- TASK PROMPT -
Each entry is to be given again exactly; drop the images.
(EXTRACTED INFORMATION Opens)
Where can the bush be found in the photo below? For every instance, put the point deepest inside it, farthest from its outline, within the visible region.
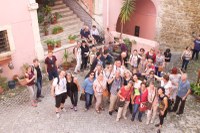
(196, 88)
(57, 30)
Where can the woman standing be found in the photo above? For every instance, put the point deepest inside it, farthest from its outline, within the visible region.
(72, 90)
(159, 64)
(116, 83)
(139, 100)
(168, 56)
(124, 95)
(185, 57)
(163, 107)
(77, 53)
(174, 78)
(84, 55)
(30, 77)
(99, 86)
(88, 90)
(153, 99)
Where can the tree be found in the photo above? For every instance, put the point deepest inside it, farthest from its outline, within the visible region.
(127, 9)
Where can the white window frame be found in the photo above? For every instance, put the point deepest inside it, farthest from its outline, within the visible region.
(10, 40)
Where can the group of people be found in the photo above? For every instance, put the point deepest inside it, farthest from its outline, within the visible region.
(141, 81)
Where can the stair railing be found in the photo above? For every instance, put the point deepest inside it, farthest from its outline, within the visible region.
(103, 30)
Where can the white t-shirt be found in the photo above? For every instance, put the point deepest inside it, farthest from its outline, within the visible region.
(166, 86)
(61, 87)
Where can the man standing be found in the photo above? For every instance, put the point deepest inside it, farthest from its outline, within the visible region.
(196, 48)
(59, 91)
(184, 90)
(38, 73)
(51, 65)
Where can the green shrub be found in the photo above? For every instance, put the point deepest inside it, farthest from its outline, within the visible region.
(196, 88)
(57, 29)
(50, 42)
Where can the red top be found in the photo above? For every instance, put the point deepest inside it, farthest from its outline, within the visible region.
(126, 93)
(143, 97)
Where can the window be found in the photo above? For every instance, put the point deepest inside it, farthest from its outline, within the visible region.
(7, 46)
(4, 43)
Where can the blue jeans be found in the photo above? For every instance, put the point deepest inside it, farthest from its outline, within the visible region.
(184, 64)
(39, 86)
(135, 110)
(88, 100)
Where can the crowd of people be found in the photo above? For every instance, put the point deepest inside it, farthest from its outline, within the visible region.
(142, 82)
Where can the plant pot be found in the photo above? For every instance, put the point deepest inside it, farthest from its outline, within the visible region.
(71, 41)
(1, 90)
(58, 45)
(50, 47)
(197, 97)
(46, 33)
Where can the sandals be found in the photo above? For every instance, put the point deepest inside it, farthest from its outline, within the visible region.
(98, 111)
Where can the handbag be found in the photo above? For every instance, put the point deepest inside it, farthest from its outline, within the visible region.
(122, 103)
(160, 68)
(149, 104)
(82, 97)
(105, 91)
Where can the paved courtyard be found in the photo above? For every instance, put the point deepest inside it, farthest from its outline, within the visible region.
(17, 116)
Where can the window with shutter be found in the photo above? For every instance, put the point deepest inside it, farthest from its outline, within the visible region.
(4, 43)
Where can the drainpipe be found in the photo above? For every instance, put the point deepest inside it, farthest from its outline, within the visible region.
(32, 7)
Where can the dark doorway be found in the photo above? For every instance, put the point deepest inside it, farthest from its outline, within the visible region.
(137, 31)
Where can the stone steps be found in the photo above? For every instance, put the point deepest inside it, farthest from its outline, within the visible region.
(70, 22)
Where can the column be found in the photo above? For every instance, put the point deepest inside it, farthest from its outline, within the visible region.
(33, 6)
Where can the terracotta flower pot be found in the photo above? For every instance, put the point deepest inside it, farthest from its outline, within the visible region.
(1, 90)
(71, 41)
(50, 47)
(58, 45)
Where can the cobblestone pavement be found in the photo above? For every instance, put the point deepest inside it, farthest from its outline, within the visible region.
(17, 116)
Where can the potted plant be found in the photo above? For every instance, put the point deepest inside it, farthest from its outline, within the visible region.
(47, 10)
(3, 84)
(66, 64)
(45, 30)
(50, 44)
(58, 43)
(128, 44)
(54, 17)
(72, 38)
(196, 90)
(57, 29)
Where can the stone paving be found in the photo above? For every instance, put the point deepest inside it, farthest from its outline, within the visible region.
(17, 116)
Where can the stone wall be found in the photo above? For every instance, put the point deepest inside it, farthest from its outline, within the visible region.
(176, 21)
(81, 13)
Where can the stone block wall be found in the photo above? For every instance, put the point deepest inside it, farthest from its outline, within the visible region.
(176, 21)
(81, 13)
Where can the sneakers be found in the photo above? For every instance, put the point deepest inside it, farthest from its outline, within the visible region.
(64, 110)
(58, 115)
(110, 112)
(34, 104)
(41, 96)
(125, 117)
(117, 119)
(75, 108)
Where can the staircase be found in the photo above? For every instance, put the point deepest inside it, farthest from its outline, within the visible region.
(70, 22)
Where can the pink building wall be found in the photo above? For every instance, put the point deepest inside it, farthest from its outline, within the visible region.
(EXTRACTED INFORMATION Closes)
- EXPECTED ANSWER -
Where can the bush be found in the photo below? For every instance, put the point deepest inside it, farthest from its outline, within the visible region.
(196, 88)
(57, 30)
Where can the woman standing be found in the photo above? For every instance, put the point deepest inside it, farthest from its outline, within the visible region.
(72, 90)
(159, 64)
(116, 83)
(139, 100)
(168, 56)
(124, 95)
(185, 57)
(163, 107)
(77, 53)
(174, 78)
(84, 55)
(30, 77)
(99, 86)
(88, 90)
(153, 99)
Where can the tree be found in the photo above? For every instance, put the point deepest inside it, farthest from its outline, within the visible region.
(127, 9)
Where can the white window frame be found in the photo above? For every instance, put the point deepest inside it, farthest from its outline, within the visible region.
(10, 40)
Where can the group of people be found in the photo above? For every instance, put the point deepest inside it, farthest from its outline, within the visible region.
(141, 81)
Where can the stair railing be found in the photo above? For every instance, put the point deepest inside it, farthest from its outline, within the visible region.
(103, 30)
Where can the white t-shirt be found in the photo above? For every instance, put the point deepest inside it, farthest from its outline, within the visible region.
(166, 86)
(61, 87)
Where can the man standing be found in the photo above? For every instance, put the point deepest inside it, farthest from its outline, within the visible region.
(196, 48)
(59, 91)
(184, 90)
(38, 73)
(51, 65)
Where can the green shrub be found in the photo above? For every instance, put the point deepest inside it, farthest from its outline, within the visible region.
(196, 88)
(57, 29)
(50, 42)
Where can the red top be found in the photo above? For every instance, put the point deepest inside it, farthest from its outline, within the visible region.
(126, 93)
(143, 97)
Where can the window be found in the photo above? For every instance, put the point deepest inside it, farthest from its outline, within the visible region.
(7, 46)
(4, 43)
Where can the blue jeans be found in the photo above? For every instance, put the point deepest inside it, farthest from its outline, within the visible region.
(184, 64)
(39, 86)
(135, 110)
(88, 100)
Where can the crowd of people be found in the photo above? For every instance, put the point deepest inside it, farthest from its outline, within the visible region.
(142, 82)
Where can the plant pot be found in the photo above? For every instance, put the point deepest inside it, farthest from its outline, within the visible region.
(71, 41)
(1, 90)
(58, 45)
(50, 47)
(197, 97)
(46, 33)
Where can the sandals be found in the photo above? For every instance, put the point deepest inside it, farthest from its outline, within the visible region.
(98, 111)
Where can the handbag be found in the photo above? For every instance, put the point deepest inside it, farthest from its outline, within the visible region.
(122, 103)
(160, 68)
(149, 104)
(82, 97)
(105, 91)
Where can the paved courtyard be found in the photo above? For every instance, put the point deepest inside it, farthest from its outline, within the visible region.
(17, 116)
Where can the window with shutter be found in the photo above? For every instance, put the point deepest inside it, farthest from its outline, within the visible region.
(4, 43)
Where can the drainpipe be found in the photo above? For every instance, put the point deepest inside it, farthest from its outline, within the visible region.
(32, 7)
Where can the dark doorway be found in the photo above? For every instance, put the point deepest inside it, farthest from its outline, within the visible region.
(137, 31)
Where can the stone steps be found in the photo above? For every instance, put the point deepest inside it, farthest from its outline, within the visible region.
(70, 22)
Where can the column be found in the photo above? For every instance, put the point deepest inside it, farthest from its outline, within the visible region.
(33, 6)
Where can the terracotta flower pot be found in the photo above? For every instance, put the point deepest inside it, farthest from its outline, within the visible region.
(1, 90)
(71, 41)
(50, 47)
(58, 45)
Where can the cobblestone pavement be found in the photo above? For every instance, put the point deepest inside it, farthest from its outline, within the visible region.
(17, 116)
Where can the potted plant be found in the photo above? For every instance, put the point deepest inside it, farthest from its outline, within the visible region.
(47, 10)
(3, 84)
(66, 64)
(45, 30)
(50, 44)
(58, 43)
(128, 44)
(54, 17)
(72, 38)
(196, 90)
(57, 29)
Where can the stone paving be found in the photo above? For every instance, put the point deepest inside it, farthest from its outline, within the visible region.
(17, 116)
Where can the stone wall be found in the photo above? For every instance, put the point deepest inside it, farthest from its outline, within the visible region.
(176, 21)
(81, 13)
Where can the stone block wall be found in the photo above? For every instance, put the point deepest inside it, farthest from its outline, within the visible region.
(176, 21)
(81, 13)
Where can the sneakers be found in the photo above? For every instance, put the point deepest inside it, farthest from its outline, within the visible region.
(64, 110)
(58, 115)
(110, 112)
(34, 104)
(41, 96)
(125, 117)
(117, 119)
(75, 108)
Where can the staircase be found in the photo above? For every instance, put the point deepest inside it, farthest from its outline, within the visible region.
(70, 22)
Where can the pink building wall be found in the photo above? For every instance, put the point deepest inside it, farthest from its outline, within the visible region.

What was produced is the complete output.